# Given text
——

Error in streaming

I have been using deepspeech where the sound blob was recorded to the full and then sent to the backend for inference. However, this is not instantaneous. Instead, I planned to use real time streaming. However, it seems the accuracy is reducing with streaming.
Could you please explain why is it so and how it can be improved?

That’s not expected, please give more context.

One particular thing about streaming you should make sure to get right is not to drop any samples during the transcription process. The streaming process happens in batches of 16 time steps/320ms, so in those bursty periods you can sometimes drop recorded samples, specially if you’re recording and transcribing in the same thread. Use threads and a queue.

Well, for eg:

“note down in diagnosis acute myeloid leukaemia”

works great if the whole file is given

In case it’s streaming, it is like
“note down in diagnosis”
“take note in”

Instead of “acute myeloid leukaemia” ? What’s your accents? It’s very much likely a case of domain-specfic words not well learnt, maybe with non american english accent, and what @reuben mentionned can also have a play here.

I get it. However, before prodution, I’m working with the example at “mic_vad_streaming”. However, I understand using threads would help in production so that the recorded files aren’t lost. Although I’m not sure DJango (I’m using django powered API) allows threading. Nonoetheless, that’s beyond the scope. Still, I shall try and use two threads, one for recording the other for transcribing and any issues I get there, I shall follow-up with you in this thread,

This is the design that we used as well in several tools using Streaming API, and it works quite well. With Python, you might want to use multiprocess though, threads are not always the best solution in this environment.



My accent is Indian English and I’ve trained on about 80 hrs of data, from the existing model (0.5.1). And the loss settles to around 12.3, with WER around 8%. Of these 80 hrs, 65 hrs data is of general Indian english and 15 hrs of domain specific voice in Indian English Accent.

@lissyx, could you please clarify if the voice model is trained decently and then I add new words to the language model, will that cause a big issue in the accuracy (For example, if lets say “alzheimer’s disease” was not in original LM, but added in updated LM, isn’t it expected to work great too?

Yes, that’s a legit point.

Thanks a lot. Shall keep in mind and update accordingly. Thank you.
Looking forward to your reply on the previous point (about LM)

That might be enough, or not, I’m unsure. Be careful about noise, etc., as well.

At least you have some data, if it’s enough or not, I don’t know. That depends on how you augmented / defined your test set, to know if the WER figures you have are accurate.

That might be a good help. Unfortunately we don’t yet have an API to add domain-specific LM on top of generic LM.

——

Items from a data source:
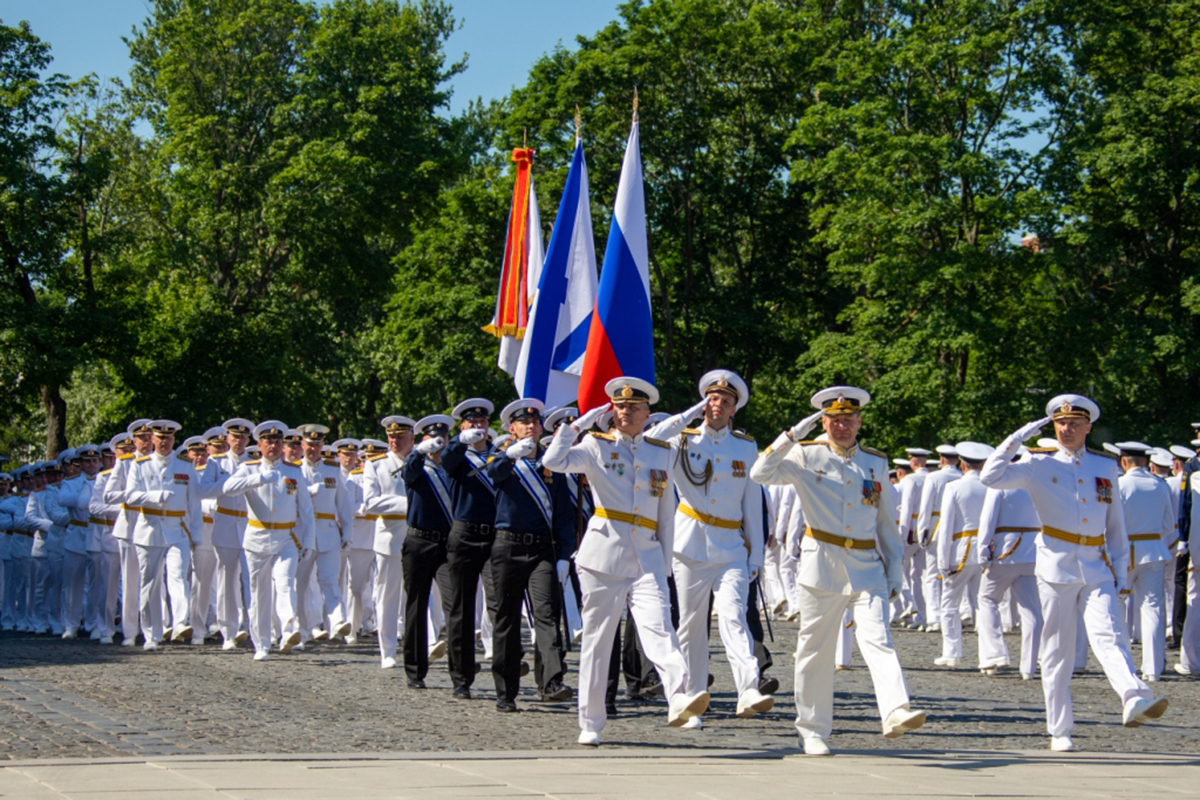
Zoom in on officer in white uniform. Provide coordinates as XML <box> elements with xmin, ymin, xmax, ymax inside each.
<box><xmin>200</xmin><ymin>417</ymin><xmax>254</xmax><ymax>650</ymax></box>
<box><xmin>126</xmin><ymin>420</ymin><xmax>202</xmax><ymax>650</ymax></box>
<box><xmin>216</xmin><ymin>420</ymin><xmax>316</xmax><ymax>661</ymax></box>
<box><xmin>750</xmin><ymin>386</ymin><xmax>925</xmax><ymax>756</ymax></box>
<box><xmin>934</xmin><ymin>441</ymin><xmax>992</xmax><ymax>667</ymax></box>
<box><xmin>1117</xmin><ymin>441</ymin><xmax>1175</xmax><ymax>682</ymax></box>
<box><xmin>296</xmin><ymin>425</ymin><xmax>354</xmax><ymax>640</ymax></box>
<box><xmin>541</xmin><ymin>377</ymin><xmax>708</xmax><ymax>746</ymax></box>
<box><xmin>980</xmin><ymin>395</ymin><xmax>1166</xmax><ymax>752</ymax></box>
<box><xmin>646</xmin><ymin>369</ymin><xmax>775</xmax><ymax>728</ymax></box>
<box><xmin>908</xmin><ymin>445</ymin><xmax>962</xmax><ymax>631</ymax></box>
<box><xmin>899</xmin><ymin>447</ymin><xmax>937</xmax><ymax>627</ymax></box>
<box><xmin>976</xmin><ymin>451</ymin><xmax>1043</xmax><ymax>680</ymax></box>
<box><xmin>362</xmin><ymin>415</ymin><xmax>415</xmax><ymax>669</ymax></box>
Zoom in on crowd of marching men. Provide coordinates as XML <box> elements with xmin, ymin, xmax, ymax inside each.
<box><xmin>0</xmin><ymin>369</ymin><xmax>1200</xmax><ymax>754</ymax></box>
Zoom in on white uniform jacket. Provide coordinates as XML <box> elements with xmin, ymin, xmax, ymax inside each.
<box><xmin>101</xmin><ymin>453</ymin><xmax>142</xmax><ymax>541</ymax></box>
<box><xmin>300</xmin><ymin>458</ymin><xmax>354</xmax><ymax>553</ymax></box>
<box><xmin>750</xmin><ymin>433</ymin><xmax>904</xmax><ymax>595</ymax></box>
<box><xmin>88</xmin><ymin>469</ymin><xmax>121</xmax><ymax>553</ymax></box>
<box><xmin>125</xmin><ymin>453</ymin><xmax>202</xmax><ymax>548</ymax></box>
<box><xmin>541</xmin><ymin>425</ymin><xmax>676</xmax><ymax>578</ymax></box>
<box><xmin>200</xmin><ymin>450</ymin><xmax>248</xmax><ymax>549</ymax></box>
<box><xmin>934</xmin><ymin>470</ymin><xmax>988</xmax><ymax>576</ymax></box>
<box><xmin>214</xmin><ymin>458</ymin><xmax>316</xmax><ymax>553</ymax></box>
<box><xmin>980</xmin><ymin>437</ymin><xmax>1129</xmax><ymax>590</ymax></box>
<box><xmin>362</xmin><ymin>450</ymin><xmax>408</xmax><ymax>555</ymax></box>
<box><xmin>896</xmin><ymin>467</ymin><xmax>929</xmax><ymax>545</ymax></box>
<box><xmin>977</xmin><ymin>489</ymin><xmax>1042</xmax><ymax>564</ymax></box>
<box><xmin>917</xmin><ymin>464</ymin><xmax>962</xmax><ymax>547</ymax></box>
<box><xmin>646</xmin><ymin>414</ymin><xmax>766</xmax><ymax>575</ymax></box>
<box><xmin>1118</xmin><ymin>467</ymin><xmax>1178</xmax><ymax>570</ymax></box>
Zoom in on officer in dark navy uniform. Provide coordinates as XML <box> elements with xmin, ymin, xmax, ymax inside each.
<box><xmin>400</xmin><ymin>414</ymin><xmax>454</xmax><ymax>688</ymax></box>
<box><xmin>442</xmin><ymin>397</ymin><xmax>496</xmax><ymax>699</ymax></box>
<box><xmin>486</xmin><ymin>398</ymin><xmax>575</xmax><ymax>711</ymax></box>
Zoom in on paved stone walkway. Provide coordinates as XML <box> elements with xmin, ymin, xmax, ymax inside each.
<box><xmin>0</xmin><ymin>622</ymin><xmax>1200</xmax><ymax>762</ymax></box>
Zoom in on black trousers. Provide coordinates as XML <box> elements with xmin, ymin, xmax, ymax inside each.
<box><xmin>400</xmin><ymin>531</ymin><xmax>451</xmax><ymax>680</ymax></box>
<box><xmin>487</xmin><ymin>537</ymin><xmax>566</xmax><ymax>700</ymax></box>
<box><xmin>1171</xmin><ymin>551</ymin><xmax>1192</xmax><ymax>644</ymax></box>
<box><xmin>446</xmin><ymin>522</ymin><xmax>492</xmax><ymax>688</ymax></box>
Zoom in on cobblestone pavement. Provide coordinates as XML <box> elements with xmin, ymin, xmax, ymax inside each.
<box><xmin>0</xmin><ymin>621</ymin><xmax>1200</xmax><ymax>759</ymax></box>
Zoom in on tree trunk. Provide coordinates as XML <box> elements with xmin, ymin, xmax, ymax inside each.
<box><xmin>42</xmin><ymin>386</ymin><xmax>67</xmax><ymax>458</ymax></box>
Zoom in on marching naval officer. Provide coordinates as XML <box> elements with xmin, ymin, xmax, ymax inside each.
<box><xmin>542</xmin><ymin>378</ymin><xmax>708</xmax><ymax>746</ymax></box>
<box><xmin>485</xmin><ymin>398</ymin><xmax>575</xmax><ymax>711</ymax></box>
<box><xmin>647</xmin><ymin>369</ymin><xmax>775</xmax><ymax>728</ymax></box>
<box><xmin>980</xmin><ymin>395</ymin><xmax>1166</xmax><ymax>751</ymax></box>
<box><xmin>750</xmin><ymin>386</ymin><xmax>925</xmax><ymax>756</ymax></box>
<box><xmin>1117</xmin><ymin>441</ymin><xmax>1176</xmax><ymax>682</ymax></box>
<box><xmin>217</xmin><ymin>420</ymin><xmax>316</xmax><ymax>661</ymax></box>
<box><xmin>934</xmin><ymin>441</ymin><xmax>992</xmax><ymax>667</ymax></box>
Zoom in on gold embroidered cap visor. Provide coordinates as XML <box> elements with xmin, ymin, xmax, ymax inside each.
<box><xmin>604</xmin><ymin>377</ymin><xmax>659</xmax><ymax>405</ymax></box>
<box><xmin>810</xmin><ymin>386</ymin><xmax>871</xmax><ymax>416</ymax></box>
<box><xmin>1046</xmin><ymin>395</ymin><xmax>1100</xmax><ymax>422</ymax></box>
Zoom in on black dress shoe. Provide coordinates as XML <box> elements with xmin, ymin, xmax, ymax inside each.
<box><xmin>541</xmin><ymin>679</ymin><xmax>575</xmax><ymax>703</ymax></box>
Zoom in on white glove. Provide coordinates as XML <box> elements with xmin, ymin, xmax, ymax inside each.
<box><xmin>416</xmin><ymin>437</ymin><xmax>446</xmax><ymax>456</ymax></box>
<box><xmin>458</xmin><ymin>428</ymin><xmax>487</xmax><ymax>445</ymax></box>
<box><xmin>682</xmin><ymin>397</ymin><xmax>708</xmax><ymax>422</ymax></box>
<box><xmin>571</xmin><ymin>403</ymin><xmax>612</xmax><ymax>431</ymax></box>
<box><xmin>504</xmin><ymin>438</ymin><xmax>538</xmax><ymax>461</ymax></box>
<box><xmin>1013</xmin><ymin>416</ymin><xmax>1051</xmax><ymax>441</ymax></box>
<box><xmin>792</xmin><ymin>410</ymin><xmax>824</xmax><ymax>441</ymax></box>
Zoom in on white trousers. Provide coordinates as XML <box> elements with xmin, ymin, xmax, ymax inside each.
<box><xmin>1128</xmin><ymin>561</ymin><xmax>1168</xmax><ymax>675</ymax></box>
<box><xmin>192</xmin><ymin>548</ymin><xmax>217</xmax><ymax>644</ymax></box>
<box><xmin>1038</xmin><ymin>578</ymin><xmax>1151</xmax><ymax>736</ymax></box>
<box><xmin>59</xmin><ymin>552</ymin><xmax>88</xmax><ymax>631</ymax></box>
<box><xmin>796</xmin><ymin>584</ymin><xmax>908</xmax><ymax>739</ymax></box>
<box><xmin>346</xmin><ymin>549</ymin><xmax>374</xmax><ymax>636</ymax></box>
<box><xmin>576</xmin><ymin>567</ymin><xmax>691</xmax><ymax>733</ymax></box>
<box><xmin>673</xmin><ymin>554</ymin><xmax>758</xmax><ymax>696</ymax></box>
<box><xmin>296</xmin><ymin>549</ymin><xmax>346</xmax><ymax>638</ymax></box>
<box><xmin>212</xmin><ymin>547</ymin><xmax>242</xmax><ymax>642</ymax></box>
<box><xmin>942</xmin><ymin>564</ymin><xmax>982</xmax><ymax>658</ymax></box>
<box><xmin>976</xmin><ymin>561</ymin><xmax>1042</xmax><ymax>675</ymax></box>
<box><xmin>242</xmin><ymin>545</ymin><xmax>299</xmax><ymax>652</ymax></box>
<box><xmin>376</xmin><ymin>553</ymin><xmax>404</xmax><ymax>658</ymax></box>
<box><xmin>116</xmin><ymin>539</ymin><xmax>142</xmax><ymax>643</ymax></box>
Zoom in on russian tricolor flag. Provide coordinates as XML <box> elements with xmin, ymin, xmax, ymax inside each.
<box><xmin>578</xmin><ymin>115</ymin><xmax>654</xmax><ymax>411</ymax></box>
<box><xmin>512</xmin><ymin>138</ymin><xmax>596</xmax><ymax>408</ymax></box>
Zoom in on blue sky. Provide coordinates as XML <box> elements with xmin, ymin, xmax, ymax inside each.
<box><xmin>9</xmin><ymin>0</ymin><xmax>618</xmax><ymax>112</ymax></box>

——

# Problem statement
Can you condense the paragraph of the streaming thread that begins "One particular thing about streaming" into a short list that keeps its main facts?

# Exercise result
- Make sure no samples are dropped during transcription.
- Streaming runs in batches of 16 time steps (320 ms).
- During these bursty periods, recorded samples can get dropped, especially if recording and transcribing happen in the same thread.
- Use threads and a queue.